[EXERCISE DESCRIPTION]: Set down the entries exactly. No line may differ from its source.

[SUPPLIED MATERIAL]:
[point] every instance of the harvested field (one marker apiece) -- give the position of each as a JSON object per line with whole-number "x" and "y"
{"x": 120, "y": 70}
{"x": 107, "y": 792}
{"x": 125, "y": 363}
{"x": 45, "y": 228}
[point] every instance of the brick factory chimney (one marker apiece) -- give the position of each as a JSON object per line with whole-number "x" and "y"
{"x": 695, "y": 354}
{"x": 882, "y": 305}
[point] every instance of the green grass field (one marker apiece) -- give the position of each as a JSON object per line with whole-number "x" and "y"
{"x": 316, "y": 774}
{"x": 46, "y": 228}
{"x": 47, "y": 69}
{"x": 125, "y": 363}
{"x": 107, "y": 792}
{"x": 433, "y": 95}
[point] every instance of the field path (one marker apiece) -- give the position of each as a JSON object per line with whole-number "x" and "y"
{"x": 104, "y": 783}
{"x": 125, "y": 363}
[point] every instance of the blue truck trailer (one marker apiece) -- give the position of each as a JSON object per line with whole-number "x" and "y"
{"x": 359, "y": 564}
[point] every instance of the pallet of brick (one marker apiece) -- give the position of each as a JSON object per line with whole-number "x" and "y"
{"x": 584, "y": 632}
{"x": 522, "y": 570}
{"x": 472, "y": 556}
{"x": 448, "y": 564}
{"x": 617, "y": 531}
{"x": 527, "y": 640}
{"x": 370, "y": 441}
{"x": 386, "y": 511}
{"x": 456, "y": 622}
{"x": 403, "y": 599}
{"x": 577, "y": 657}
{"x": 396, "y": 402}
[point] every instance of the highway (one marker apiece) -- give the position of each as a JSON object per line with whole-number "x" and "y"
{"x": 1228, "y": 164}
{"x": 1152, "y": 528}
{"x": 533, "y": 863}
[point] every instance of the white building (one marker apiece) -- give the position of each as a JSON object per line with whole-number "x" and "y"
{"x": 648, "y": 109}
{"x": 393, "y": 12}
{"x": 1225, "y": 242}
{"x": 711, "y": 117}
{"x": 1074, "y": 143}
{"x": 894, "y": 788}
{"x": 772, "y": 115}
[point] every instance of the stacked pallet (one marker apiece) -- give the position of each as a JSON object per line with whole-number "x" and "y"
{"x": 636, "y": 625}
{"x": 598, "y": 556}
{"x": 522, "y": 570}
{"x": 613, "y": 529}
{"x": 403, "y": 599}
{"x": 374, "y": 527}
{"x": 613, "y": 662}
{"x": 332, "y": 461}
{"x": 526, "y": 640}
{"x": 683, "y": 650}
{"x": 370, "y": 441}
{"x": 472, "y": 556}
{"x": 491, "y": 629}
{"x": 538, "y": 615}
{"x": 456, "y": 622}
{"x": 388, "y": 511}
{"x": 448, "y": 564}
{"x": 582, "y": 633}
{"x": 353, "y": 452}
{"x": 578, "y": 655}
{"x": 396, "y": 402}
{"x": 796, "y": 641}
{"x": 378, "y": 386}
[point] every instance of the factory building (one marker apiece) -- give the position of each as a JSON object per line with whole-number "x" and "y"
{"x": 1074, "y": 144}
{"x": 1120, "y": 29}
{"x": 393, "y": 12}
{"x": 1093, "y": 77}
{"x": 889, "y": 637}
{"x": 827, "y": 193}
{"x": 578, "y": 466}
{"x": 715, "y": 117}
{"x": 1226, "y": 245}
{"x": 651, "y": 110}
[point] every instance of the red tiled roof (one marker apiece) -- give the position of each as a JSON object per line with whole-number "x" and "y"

[RESULT OF THIS TASK]:
[point] every instance of the harvested field (one marker apiece) -- give the position of each as a JSON object per line with whole-number "x" and "y"
{"x": 120, "y": 70}
{"x": 107, "y": 792}
{"x": 125, "y": 363}
{"x": 45, "y": 228}
[point] every instance of the brick factory chimney (one marker apiece) -- give the position of each as a JSON object per line with whole-number "x" and "y"
{"x": 695, "y": 354}
{"x": 882, "y": 305}
[point] every instance of the green grass field (one marker apiece) -- give the position of each as a JSON object per line with whole-number "x" and "y"
{"x": 316, "y": 774}
{"x": 46, "y": 228}
{"x": 47, "y": 69}
{"x": 125, "y": 363}
{"x": 107, "y": 792}
{"x": 433, "y": 95}
[point] every instance of the field path (one marker apiece) -- give the position of each as a JSON object per line with whole-number "x" and "y"
{"x": 104, "y": 783}
{"x": 125, "y": 363}
[point] every instance of the blue truck trailer (one marker apiece) -- give the position of each as a JSON object per line with whole-number "x" and "y"
{"x": 359, "y": 564}
[point] every instance of the pallet of brick (one marker apiece) -- give the position of each as a JSON object per line with whole-number "x" and "y"
{"x": 584, "y": 632}
{"x": 522, "y": 570}
{"x": 472, "y": 556}
{"x": 448, "y": 564}
{"x": 617, "y": 531}
{"x": 527, "y": 640}
{"x": 370, "y": 441}
{"x": 386, "y": 511}
{"x": 456, "y": 622}
{"x": 403, "y": 599}
{"x": 577, "y": 657}
{"x": 396, "y": 402}
[point] every instance of the highway (one marker apiece) -- give the position of each as a JSON object per line with whole-number "x" and "y"
{"x": 1228, "y": 164}
{"x": 1152, "y": 528}
{"x": 533, "y": 863}
[point] every instance of the white building (one marker apiece) -- give the position of each as a JSON object per line with whole-number "x" and "y"
{"x": 648, "y": 109}
{"x": 393, "y": 12}
{"x": 1225, "y": 242}
{"x": 711, "y": 117}
{"x": 1074, "y": 143}
{"x": 894, "y": 788}
{"x": 772, "y": 115}
[point] every instance of the stacked pallet (one marker apiece) -- give the position of each as a JSON object per line with whole-number "x" and "y"
{"x": 636, "y": 625}
{"x": 598, "y": 556}
{"x": 522, "y": 570}
{"x": 613, "y": 529}
{"x": 403, "y": 599}
{"x": 374, "y": 527}
{"x": 613, "y": 662}
{"x": 332, "y": 461}
{"x": 526, "y": 640}
{"x": 683, "y": 650}
{"x": 370, "y": 441}
{"x": 472, "y": 556}
{"x": 491, "y": 629}
{"x": 538, "y": 615}
{"x": 456, "y": 622}
{"x": 388, "y": 511}
{"x": 448, "y": 564}
{"x": 582, "y": 633}
{"x": 353, "y": 452}
{"x": 578, "y": 655}
{"x": 396, "y": 402}
{"x": 796, "y": 641}
{"x": 378, "y": 386}
[point] every instance of the factory building (one marker apiece) -- give the position of each as a JSON object per line with whole-number "x" and "y"
{"x": 1074, "y": 144}
{"x": 1120, "y": 29}
{"x": 393, "y": 12}
{"x": 1093, "y": 77}
{"x": 889, "y": 637}
{"x": 827, "y": 193}
{"x": 578, "y": 466}
{"x": 715, "y": 117}
{"x": 1226, "y": 245}
{"x": 651, "y": 110}
[point] every instance of the red tiled roof (one marker apiece) -- give the position of each as a JSON object per line with whole-number "x" and "y"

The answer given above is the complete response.